* Given request:
Please write out again every line from the one containing "Where can you see the snow-covered road?" through the end of the entries, requests included, scaling each point coordinate in the answers by 0.5 and rounding to whole numbers, with halves rounded up. Leave the requests and their sample coordinates unchanged.
################
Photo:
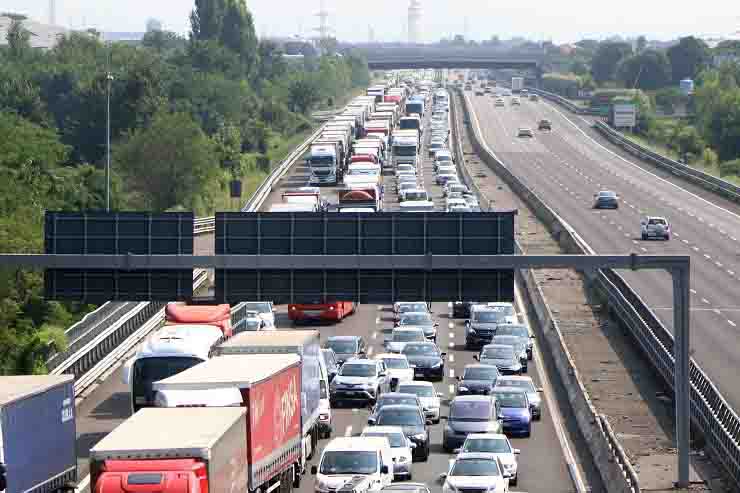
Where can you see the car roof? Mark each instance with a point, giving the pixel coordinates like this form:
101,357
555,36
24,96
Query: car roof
343,338
419,383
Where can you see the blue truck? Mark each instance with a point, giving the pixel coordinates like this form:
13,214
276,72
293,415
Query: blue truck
37,420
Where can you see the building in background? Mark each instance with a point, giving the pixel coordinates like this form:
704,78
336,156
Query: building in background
414,23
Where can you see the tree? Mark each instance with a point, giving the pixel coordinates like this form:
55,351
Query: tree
640,44
206,19
649,70
688,57
168,164
18,38
607,58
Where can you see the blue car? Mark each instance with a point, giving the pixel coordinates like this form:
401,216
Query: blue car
515,410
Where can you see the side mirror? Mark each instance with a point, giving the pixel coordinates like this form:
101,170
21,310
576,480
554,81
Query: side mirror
126,373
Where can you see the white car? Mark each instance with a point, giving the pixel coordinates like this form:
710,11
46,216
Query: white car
401,336
496,446
471,471
397,367
427,395
365,461
507,309
265,310
400,447
655,227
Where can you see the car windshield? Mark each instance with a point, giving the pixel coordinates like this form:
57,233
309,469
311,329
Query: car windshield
407,335
488,317
419,390
396,363
487,445
475,467
413,307
416,319
421,349
498,353
399,417
355,370
342,347
478,410
349,462
480,373
258,307
512,330
526,385
395,439
394,399
511,399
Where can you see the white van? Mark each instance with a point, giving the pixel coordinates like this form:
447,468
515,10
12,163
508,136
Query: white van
366,463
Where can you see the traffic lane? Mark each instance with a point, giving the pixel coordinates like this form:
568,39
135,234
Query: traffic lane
585,124
712,329
540,468
721,224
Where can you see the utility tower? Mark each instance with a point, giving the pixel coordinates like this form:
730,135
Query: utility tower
52,12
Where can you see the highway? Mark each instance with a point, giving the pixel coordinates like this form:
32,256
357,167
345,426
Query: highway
542,466
566,167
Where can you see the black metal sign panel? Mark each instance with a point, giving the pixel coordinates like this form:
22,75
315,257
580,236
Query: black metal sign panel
487,233
376,286
115,234
390,233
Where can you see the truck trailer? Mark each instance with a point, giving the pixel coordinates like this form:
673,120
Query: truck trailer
304,343
37,427
184,450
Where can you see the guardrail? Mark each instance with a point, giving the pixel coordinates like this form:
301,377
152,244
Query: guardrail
711,415
704,180
109,333
614,465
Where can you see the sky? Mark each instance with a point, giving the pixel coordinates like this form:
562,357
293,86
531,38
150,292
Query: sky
559,21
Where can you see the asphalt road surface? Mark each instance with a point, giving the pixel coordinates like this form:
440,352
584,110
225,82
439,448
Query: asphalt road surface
566,167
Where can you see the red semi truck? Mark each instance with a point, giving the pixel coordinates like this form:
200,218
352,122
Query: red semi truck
268,386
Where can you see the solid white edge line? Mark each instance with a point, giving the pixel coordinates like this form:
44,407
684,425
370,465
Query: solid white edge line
552,105
557,419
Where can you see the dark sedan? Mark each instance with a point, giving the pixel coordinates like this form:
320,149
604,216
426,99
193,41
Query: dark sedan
606,200
477,380
427,360
517,415
346,347
413,423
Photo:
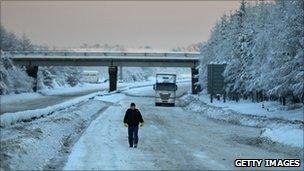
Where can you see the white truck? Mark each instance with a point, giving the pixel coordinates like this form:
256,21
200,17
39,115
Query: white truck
165,89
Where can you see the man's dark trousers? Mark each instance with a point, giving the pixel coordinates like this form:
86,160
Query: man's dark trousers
133,135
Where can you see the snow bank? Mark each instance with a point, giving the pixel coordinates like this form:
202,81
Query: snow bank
271,109
283,126
285,135
18,98
71,90
11,118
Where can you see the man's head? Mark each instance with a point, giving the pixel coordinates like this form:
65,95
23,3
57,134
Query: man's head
132,105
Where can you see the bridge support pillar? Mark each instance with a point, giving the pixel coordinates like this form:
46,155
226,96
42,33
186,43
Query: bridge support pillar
196,88
120,73
32,72
112,78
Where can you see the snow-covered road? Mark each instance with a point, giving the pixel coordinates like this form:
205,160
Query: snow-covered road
172,138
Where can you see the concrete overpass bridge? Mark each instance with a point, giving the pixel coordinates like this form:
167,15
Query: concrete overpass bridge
32,60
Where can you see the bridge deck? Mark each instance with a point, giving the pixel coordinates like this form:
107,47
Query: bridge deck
141,59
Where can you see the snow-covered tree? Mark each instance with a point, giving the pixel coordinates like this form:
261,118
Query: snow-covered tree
262,44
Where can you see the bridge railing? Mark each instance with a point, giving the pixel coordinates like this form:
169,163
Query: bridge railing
102,53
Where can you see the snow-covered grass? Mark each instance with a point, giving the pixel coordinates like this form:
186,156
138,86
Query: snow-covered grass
################
* Correct response:
Where can you see the snow-covered road? Mark each instance with a point, giving the pixel coordinates like this form:
205,160
Query: snow-covered road
86,69
Where can you see the concrete overpass bridge? Mark each instance with a point, giving the pixel coordinates like this form:
167,15
Query: concrete overpass bridge
16,30
Where can you see the bridge deck? Mark each instance with a point, giving the pixel coordinates like this form:
107,47
Query: bridge deck
71,30
Where can you see the snow-covered tree? Mark each instance with a point, giving the pixel coordinates like this form:
261,118
Query: snow-covered tree
131,22
Where can you see the bridge railing? Mark each instance with a point, giving the pixel coordinates like this form:
169,163
Query: bridge railing
51,27
Where can you see the snow-covered grass? Mark each instance with a point, giving the pixel coordinates like this form:
186,156
138,86
Query: snow-covered grass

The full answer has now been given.